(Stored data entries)
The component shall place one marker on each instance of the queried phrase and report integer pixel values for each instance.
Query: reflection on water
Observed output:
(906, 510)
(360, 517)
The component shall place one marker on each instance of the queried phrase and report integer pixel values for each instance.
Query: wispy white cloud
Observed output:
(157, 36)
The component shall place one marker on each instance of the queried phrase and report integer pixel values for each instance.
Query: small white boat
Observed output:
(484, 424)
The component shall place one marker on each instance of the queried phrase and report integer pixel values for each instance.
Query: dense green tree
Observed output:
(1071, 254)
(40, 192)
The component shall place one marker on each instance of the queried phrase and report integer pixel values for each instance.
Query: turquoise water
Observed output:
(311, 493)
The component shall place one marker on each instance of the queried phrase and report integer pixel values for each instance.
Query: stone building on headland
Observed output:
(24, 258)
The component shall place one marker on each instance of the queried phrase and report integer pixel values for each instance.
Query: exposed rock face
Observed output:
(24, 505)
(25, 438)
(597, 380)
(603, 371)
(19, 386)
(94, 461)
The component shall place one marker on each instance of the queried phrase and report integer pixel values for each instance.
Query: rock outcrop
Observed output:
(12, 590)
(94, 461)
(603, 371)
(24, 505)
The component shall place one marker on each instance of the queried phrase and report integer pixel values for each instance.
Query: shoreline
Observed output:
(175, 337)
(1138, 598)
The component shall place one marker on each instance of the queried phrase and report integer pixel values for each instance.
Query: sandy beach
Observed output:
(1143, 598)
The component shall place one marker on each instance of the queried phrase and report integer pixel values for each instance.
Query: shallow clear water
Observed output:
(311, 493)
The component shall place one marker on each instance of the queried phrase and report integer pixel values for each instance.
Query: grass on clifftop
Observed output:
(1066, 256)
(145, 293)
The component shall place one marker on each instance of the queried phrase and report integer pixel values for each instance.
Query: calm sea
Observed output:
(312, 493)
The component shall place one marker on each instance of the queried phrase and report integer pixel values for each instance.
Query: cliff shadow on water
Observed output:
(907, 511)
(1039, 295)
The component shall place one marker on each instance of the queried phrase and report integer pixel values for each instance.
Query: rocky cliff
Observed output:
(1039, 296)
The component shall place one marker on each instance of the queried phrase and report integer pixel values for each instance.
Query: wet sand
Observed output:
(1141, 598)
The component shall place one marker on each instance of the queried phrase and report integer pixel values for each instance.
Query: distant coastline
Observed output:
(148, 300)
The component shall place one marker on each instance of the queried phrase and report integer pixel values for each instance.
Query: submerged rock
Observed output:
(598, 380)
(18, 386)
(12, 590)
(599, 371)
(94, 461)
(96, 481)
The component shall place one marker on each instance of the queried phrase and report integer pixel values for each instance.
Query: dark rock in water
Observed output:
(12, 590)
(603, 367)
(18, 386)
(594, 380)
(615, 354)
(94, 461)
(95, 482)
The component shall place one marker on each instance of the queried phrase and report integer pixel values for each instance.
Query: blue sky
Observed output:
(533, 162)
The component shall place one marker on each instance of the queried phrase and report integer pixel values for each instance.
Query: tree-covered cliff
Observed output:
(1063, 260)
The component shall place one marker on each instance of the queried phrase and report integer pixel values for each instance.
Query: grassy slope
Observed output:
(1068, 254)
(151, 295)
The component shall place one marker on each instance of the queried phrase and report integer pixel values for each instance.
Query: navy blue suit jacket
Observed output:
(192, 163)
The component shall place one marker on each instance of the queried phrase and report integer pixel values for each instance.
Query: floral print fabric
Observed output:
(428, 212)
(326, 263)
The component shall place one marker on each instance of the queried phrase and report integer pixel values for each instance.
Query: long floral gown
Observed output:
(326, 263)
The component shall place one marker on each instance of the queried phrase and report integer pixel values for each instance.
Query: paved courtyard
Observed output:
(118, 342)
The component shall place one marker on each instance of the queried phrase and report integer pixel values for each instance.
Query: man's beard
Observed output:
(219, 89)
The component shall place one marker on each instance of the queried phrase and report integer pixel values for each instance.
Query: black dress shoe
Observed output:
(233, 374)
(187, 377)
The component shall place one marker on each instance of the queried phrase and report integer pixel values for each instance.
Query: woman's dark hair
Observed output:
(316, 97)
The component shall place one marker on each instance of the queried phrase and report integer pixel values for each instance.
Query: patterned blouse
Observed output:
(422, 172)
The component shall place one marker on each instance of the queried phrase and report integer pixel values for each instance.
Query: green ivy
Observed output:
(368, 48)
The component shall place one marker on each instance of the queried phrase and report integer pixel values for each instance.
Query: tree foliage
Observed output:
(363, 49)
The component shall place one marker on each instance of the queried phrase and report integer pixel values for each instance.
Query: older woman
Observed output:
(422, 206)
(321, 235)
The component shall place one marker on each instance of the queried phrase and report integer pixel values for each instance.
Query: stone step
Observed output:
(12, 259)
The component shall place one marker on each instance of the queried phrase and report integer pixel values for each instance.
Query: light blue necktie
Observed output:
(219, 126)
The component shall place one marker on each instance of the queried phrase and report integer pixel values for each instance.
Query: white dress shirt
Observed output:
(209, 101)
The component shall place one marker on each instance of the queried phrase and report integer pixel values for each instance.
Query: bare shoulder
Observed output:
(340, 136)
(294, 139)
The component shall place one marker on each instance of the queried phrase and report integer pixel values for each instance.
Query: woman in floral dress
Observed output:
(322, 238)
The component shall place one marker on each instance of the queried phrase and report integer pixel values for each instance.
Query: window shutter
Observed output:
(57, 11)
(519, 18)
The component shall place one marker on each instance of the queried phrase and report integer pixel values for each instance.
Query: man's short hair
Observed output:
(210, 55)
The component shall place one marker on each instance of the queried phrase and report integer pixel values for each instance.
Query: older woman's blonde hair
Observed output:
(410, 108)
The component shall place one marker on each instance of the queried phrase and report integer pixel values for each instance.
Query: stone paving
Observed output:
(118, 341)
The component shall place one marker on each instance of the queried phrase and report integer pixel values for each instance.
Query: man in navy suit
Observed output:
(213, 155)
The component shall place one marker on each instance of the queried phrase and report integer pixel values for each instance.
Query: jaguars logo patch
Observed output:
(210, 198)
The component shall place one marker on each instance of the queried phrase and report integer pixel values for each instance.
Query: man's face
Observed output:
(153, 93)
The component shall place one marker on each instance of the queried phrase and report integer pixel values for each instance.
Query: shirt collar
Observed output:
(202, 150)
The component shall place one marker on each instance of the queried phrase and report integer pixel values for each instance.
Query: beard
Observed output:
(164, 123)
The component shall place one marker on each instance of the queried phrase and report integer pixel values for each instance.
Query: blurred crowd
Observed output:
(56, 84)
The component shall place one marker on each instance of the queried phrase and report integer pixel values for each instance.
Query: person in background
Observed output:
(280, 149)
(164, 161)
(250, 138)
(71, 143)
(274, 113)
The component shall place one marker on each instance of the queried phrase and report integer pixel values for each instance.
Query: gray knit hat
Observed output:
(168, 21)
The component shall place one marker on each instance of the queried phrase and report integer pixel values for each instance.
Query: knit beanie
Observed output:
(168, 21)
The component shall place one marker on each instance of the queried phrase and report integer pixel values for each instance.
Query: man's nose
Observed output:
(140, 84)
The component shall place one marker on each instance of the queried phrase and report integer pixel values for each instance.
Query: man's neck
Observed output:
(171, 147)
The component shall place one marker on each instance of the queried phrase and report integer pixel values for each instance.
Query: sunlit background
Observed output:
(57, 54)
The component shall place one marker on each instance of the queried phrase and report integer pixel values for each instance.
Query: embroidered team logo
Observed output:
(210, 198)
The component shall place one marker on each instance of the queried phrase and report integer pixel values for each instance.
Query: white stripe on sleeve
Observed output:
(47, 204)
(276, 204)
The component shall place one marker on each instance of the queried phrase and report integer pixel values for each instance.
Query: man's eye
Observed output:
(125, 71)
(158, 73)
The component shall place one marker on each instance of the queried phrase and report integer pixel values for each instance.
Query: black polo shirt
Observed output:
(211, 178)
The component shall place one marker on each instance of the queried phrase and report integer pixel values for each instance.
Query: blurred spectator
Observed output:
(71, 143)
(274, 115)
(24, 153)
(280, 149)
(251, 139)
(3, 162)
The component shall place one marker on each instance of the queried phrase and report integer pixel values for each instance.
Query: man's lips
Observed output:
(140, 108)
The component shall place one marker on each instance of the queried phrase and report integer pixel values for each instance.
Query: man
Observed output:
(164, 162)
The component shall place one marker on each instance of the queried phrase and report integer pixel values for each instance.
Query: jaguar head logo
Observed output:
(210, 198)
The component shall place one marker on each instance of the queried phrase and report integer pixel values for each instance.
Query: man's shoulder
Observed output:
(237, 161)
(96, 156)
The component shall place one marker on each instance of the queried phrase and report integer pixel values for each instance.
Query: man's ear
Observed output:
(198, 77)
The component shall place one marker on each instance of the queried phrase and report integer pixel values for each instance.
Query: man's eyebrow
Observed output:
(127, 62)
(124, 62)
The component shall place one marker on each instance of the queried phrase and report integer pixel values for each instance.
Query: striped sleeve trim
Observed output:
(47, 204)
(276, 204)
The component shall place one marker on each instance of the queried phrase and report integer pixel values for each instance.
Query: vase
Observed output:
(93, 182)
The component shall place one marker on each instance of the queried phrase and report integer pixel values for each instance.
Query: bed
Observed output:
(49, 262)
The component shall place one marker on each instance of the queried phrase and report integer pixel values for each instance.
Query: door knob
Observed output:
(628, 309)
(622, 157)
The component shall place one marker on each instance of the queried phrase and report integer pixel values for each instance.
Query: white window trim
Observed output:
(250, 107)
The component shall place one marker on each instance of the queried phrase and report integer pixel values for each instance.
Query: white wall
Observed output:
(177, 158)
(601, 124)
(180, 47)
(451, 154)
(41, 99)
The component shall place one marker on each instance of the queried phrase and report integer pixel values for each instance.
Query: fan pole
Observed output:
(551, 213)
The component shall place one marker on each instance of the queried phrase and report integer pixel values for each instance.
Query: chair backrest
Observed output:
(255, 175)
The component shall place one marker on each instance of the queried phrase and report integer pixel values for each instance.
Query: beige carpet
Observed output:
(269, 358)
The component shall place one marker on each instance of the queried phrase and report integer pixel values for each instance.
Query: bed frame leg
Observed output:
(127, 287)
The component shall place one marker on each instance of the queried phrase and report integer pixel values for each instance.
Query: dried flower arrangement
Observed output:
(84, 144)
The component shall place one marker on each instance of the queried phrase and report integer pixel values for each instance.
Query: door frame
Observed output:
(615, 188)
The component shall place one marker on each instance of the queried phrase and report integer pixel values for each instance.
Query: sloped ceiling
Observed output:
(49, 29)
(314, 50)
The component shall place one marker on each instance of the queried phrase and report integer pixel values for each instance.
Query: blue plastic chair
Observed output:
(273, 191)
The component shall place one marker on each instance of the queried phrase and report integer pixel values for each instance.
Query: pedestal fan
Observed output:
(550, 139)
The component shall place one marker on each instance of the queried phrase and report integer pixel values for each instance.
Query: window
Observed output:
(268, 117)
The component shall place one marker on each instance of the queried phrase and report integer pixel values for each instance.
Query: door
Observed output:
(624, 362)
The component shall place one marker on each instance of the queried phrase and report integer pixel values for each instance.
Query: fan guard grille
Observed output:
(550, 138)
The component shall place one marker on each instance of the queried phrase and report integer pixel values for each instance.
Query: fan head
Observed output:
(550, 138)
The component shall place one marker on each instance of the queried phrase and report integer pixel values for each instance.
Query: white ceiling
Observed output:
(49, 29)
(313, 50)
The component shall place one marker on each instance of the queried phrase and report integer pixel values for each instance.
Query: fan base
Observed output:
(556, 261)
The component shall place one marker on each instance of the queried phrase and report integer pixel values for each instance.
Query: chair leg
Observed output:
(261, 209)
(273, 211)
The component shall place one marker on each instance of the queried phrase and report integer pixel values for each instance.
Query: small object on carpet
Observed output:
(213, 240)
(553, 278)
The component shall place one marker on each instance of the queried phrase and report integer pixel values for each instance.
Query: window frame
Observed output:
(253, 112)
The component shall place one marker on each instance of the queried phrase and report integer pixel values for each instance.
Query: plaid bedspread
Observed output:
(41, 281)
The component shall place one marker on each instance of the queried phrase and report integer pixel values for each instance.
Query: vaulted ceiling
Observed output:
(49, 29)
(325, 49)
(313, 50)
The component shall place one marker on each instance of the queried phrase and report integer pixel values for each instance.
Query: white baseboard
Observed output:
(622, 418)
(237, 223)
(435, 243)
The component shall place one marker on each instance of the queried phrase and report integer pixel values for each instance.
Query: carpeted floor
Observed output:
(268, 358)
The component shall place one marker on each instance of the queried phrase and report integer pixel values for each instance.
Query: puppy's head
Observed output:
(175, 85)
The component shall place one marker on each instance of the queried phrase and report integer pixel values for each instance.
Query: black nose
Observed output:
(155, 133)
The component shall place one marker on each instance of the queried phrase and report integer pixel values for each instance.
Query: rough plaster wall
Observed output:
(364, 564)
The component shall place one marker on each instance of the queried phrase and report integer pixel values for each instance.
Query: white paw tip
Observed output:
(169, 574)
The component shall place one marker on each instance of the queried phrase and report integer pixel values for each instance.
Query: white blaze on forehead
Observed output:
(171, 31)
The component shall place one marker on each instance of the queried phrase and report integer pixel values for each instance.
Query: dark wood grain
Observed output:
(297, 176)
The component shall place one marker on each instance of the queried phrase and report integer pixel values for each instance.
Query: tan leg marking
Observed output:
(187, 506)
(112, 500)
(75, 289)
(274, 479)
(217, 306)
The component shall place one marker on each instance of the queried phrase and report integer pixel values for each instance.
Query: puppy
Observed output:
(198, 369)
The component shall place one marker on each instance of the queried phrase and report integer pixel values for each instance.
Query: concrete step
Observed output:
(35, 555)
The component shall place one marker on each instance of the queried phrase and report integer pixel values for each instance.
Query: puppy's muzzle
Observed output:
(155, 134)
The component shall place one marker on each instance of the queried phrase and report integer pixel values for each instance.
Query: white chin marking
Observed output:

> ASSIGNED TASK
What is needed is a copy of every line above in which "chair" appears.

> SOLUTION FOR THIS TASK
Query: chair backrest
Query: blue plastic chair
Query: chair leg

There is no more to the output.